- _Extracted information_
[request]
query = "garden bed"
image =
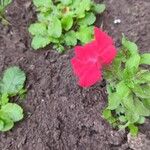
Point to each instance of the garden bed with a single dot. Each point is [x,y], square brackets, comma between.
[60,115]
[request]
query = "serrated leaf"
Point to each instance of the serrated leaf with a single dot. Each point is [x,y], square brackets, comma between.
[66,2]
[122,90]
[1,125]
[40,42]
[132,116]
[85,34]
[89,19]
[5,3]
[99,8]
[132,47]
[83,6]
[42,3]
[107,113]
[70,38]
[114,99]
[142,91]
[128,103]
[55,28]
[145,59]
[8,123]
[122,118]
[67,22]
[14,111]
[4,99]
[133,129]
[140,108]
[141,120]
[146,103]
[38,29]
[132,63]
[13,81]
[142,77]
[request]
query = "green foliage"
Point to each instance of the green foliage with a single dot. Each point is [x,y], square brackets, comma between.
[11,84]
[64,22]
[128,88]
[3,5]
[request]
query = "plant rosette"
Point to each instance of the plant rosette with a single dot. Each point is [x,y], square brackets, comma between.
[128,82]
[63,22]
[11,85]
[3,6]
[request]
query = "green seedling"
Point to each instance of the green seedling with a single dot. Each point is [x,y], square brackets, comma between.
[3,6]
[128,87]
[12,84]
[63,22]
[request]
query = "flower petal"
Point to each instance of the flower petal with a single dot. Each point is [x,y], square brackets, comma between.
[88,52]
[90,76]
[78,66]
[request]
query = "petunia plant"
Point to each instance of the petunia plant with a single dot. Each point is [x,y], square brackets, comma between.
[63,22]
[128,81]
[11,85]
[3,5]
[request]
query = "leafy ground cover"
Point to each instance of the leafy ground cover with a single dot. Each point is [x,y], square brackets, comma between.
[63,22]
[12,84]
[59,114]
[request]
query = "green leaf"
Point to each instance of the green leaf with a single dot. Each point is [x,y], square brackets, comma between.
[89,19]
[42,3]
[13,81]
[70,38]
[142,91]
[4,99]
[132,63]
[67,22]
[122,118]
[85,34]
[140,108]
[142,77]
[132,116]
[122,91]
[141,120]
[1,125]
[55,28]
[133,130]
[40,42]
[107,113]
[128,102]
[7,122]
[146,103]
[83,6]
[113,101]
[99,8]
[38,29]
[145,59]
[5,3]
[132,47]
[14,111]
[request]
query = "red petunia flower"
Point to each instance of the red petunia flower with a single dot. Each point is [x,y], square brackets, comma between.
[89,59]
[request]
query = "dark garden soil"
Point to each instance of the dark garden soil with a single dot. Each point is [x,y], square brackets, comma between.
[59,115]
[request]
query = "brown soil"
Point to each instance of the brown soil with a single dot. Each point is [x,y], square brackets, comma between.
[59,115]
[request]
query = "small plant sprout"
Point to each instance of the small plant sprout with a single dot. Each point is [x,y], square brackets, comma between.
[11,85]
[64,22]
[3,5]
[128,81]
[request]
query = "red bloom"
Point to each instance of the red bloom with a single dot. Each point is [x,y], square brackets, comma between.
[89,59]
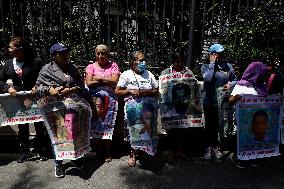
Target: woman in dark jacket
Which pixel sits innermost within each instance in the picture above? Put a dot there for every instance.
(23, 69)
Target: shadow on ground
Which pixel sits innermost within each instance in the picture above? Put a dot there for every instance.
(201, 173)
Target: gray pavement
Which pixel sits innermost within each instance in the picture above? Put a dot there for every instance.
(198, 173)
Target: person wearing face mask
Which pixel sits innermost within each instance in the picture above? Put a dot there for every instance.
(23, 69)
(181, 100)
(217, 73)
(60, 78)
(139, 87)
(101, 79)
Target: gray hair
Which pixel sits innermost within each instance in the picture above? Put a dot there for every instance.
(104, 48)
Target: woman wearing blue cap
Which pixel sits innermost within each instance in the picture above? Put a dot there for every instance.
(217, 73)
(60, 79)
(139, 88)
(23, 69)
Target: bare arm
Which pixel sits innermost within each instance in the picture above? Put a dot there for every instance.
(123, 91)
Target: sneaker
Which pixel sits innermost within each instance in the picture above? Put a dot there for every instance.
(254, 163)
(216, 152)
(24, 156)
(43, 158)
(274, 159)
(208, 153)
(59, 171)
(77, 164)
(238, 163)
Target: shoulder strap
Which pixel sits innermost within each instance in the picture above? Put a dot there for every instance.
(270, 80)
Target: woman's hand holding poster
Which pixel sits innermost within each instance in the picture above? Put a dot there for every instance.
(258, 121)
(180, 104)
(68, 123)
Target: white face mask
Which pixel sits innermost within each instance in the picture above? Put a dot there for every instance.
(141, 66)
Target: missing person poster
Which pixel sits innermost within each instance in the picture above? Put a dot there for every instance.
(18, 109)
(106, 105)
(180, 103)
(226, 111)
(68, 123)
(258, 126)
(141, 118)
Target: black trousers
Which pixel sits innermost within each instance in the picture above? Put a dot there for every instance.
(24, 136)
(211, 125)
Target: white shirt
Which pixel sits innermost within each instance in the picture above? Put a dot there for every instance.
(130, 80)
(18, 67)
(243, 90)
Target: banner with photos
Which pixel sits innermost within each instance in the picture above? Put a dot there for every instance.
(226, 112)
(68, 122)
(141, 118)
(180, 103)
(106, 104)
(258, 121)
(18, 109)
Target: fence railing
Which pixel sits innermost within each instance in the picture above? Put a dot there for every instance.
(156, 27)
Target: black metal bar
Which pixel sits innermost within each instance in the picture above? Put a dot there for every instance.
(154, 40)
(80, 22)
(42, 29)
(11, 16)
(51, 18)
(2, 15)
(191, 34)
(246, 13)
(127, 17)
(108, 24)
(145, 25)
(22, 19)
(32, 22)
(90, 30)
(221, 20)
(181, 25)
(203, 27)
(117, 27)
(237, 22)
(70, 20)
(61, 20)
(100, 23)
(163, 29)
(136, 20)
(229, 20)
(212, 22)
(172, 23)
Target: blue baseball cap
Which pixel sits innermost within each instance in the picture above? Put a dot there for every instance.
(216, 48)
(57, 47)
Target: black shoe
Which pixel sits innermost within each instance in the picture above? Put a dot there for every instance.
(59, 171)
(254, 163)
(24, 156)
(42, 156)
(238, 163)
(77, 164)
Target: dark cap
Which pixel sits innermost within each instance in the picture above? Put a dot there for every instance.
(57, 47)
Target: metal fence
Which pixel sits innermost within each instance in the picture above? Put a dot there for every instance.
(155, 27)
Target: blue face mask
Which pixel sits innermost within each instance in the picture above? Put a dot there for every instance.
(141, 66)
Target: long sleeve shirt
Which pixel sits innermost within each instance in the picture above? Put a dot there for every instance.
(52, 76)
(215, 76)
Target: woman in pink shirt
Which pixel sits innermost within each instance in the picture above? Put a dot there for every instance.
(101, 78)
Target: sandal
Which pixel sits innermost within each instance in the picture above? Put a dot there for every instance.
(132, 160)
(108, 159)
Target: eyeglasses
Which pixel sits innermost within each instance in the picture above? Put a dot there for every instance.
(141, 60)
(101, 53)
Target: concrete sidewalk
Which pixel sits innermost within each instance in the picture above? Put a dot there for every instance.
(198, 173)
==
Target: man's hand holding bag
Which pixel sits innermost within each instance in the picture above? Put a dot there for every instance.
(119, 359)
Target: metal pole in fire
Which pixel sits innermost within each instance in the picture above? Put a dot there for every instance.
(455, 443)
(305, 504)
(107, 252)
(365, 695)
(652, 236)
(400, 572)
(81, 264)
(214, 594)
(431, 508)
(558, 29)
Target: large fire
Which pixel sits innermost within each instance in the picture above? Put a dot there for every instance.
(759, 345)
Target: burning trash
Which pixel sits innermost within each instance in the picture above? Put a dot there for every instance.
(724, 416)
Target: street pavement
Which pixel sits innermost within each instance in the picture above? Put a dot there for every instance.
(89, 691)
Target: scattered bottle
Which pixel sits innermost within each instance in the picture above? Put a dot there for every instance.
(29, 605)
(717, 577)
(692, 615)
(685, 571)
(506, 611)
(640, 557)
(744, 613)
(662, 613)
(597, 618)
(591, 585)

- _Task directions_
Every line above from the line with "Target: eyeglasses" to the line with "Target: concrete sidewalk" is wanted, ends included; write them out exactly and add no other line.

- _Exercise output_
Target: eyeglasses
Which pixel sits innermost within each instance in the picture above? Put a dot there for every instance.
(141, 60)
(101, 53)
Target: concrete sidewalk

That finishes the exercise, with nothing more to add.